Return each line of the records below that contains the word "orange", copying every such line in full.

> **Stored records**
• • • •
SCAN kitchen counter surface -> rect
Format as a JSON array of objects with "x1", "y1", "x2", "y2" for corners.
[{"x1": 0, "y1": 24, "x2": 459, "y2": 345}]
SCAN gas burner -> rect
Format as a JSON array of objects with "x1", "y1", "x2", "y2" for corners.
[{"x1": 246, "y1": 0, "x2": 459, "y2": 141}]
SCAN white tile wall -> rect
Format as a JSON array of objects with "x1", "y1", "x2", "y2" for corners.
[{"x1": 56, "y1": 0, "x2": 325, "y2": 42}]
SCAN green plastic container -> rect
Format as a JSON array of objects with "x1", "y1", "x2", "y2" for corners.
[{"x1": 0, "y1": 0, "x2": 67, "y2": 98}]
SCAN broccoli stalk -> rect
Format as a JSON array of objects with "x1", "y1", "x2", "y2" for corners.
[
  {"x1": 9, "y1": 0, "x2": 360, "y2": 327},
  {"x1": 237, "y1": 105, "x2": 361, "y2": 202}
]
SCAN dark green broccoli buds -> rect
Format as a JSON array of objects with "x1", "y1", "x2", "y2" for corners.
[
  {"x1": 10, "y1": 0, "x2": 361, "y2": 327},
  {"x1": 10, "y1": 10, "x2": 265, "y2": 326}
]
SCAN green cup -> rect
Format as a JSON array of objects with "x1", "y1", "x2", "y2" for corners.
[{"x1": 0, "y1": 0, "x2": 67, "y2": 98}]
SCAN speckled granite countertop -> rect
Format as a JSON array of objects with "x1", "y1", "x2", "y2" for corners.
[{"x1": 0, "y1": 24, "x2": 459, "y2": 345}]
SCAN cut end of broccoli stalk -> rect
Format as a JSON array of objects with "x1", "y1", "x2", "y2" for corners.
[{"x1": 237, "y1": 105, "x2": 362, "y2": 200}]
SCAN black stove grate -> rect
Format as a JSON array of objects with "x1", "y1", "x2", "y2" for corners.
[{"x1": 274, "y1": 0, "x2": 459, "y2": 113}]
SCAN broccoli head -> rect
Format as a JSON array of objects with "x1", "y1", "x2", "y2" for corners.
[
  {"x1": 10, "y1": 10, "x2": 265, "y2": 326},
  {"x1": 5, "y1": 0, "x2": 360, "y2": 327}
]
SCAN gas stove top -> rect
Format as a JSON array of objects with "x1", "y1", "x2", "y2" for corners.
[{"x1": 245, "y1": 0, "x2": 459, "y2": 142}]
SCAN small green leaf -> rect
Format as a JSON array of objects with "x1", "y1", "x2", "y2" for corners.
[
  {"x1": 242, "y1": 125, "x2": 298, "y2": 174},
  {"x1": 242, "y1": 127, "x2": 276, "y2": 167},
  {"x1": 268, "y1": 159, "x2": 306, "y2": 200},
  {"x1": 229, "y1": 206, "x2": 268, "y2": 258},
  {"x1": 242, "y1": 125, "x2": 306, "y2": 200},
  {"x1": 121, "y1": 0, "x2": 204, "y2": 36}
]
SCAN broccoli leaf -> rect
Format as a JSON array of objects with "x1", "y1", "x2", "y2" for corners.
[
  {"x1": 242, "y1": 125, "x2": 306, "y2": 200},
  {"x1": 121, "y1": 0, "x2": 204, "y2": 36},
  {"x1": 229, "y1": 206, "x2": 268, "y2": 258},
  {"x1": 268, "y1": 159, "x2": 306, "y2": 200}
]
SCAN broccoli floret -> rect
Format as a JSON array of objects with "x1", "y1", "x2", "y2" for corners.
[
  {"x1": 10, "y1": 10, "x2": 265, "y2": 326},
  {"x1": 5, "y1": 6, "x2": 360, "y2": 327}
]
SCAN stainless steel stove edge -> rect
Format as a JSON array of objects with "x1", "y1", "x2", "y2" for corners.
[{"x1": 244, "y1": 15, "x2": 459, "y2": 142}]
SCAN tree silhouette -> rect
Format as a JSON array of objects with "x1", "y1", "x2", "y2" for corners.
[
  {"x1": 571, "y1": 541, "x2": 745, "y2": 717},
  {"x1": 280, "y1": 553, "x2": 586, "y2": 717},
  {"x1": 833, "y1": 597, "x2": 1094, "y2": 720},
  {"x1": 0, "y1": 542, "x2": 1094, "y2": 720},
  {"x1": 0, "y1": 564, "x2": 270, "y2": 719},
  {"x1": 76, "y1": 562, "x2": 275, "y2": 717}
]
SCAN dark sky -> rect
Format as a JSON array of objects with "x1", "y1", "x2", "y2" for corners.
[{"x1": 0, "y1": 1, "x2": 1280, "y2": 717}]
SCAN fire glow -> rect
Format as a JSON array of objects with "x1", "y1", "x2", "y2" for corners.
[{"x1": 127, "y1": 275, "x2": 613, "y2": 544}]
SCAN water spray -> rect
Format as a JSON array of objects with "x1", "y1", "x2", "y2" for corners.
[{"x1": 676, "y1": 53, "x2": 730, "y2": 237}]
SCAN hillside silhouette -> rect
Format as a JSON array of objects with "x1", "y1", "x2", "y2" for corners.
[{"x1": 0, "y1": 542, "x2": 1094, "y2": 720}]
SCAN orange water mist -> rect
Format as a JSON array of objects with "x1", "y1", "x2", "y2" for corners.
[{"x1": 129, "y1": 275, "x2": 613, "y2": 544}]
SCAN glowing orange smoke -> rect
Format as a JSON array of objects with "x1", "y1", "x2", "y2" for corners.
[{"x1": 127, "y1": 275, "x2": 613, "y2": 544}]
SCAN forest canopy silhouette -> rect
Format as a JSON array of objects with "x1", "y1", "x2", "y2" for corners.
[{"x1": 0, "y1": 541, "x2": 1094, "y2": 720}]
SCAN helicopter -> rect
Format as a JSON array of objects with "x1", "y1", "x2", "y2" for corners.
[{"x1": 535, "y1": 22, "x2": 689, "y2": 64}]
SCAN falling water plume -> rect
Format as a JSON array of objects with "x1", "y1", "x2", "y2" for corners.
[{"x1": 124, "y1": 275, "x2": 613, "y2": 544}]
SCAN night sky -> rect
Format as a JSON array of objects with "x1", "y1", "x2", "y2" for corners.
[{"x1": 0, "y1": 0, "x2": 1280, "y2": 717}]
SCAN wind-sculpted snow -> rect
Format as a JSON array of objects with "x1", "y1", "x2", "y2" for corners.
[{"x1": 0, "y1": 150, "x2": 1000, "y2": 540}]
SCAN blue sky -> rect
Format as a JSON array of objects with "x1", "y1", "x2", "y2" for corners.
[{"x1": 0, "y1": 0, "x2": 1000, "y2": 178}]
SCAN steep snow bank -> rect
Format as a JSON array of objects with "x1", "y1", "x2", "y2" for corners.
• • • •
> **EXPECTED ANSWER**
SCAN orange water mist -> rect
SCAN glowing orange smoke -> rect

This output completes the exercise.